--- Job ---
Reproduce each of the following items word for word, without changing anything.
___ Given data ___
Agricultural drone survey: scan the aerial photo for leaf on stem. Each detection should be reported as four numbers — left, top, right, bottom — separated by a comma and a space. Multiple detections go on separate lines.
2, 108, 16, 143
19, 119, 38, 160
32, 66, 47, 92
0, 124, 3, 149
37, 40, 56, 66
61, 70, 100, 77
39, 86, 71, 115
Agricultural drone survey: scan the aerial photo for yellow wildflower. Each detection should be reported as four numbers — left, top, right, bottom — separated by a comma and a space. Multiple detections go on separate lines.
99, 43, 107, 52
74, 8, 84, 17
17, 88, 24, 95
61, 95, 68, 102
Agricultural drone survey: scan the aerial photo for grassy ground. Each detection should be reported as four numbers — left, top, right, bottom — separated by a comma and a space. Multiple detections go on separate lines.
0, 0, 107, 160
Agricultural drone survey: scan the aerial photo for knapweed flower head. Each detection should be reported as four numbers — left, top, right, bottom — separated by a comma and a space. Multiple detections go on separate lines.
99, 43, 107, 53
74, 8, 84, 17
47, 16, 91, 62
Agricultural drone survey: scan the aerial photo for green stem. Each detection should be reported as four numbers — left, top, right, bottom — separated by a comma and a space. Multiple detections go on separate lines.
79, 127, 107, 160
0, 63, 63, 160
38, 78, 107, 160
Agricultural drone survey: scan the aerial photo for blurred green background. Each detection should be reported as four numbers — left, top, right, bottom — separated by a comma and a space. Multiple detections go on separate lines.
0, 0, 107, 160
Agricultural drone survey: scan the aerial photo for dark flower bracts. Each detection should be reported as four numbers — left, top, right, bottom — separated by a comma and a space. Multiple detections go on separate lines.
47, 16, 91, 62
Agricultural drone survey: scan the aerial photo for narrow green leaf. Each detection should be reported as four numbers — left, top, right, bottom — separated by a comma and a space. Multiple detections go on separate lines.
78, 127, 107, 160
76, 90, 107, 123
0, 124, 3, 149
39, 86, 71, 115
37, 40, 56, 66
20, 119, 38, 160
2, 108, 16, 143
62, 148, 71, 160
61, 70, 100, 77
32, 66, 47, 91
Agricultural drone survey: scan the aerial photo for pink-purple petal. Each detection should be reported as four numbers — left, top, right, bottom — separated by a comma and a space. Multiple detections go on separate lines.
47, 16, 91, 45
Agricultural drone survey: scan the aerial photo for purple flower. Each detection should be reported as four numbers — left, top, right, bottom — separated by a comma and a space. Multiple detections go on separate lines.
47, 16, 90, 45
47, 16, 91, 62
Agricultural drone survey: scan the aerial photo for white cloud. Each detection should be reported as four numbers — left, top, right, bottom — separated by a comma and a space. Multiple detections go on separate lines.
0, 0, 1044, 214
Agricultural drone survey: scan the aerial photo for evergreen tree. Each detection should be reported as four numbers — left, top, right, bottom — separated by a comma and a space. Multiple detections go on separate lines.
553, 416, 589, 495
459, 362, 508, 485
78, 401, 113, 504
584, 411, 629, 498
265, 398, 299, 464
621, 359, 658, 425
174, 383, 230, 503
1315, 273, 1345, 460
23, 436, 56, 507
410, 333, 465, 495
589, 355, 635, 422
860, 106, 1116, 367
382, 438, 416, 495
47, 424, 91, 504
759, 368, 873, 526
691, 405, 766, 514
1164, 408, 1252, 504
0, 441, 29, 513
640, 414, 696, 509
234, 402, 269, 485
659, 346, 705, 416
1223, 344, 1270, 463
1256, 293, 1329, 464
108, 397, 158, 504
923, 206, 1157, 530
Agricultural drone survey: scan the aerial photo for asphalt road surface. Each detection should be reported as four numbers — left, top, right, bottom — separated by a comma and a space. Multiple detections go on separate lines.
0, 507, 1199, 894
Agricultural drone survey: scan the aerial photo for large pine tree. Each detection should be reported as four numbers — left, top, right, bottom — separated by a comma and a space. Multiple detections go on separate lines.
___
--- Exercise answer ---
Agricultural drone survey: scan the aerial photo for leaf on stem. Each detection should be reported as four numbers — left, top, right, bottom — separated by a comma and a space. Multiple detections go on separate lines.
2, 108, 16, 143
19, 119, 38, 160
32, 66, 47, 92
0, 124, 3, 149
37, 40, 56, 66
61, 70, 100, 77
39, 86, 71, 115
Agricultural drone survey: scan the aerial photo for yellow wildflower. Each detection should be reported as four numbers — left, top, right, bottom — separated by a comma and a space. Multiple detections go on separate lines.
99, 43, 107, 52
74, 8, 84, 17
17, 88, 24, 95
61, 95, 68, 102
Agricultural drone survey: scan the aerial photo for grassy ground. Each detection should be reported as four numbers — left, top, right, bottom — separated by a comma and a space. Multiple detections go on separate lines.
0, 0, 107, 160
Agricultural drone survey: scan the aerial photo for knapweed flower head. Each detection should be reported as four numbers — left, top, right, bottom — separated by a comma and a space. Multiple detections go on separate lines.
99, 43, 107, 53
74, 8, 84, 17
47, 16, 91, 62
Agricultural drone survey: scan the aerial photo for green stem. Each detection should be reported as four numbers — left, top, right, bottom — separated by a comma and a space. Multiple detections go on separate lines.
79, 127, 107, 160
0, 63, 63, 160
38, 78, 107, 160
Agricultural drone survey: scan the aerial photo for blurred green background. Each detection should be reported as four numbers — left, top, right, bottom — separated by a comma and a space. Multiple detections go on separate lines.
0, 0, 107, 160
Agricultural drone survey: scan the aerial photo for dark flower bracts. Each detection should be reported as four numbers — left, top, right, bottom — separated by a comma and a space. Multiple detections go on separate lines.
47, 16, 91, 62
Agricultural drone survey: scan the aerial photo for narrow green leaf. Each detection should be reported as four numbers — left, top, right, bottom — separated by a comma and a space. Multiple detections go on separate lines.
78, 127, 107, 160
76, 90, 107, 123
0, 124, 3, 149
39, 86, 71, 115
37, 40, 56, 66
20, 119, 38, 160
2, 108, 16, 143
62, 148, 71, 160
61, 70, 100, 77
32, 66, 47, 91
Agricultural drone survey: scan the aerial photo for pink-purple petal. Each detection should be reported as four numbers — left, top, right, bottom — separated by a comma and a space. Multiple detections go on separate lines.
47, 16, 91, 45
Agricultural drone survey: scan the aerial photo for purple flower. Each detection should be reported as four numbers — left, top, right, bottom — separated by a comma and a space. Multiple detections go on separate lines.
47, 16, 90, 45
47, 16, 91, 62
Agricultural drone survey: scan the aerial photo for white cloud. Each detection should be reported as four numbers — left, top, right, bottom — separated by a comma and a space. Multiple detections go on separate lines.
0, 0, 1044, 214
Agricultural drone survey: scan the aerial photo for evergreen tree. Each detection should be reported as four numbers — left, top, right, bottom — separated by a comma and a space. Multiple detections go on separate lines.
553, 416, 589, 495
459, 362, 508, 485
78, 401, 113, 504
584, 411, 629, 498
265, 398, 299, 464
621, 359, 658, 425
174, 383, 230, 503
1315, 273, 1345, 460
23, 436, 56, 507
410, 333, 465, 495
589, 355, 635, 422
860, 106, 1116, 367
382, 438, 416, 495
47, 424, 91, 504
759, 368, 873, 526
691, 405, 766, 514
1164, 408, 1252, 504
0, 441, 29, 513
640, 414, 696, 509
234, 402, 269, 485
659, 346, 705, 416
1223, 344, 1270, 463
1256, 293, 1329, 464
108, 397, 158, 504
923, 206, 1157, 530
Agricultural drone survey: scan the aerial photo for asphalt road surface. Each detection should be reported as four numbers — left, top, right, bottom — separated by a comma and a space. Multiple detections go on separate lines.
0, 507, 1199, 894
Agricultural drone survey: scan the aerial photo for large pine tree. Each detection should be reported as four numbers — left, top, right, bottom — separated by a comma and a space. Multiple detections go on separate lines.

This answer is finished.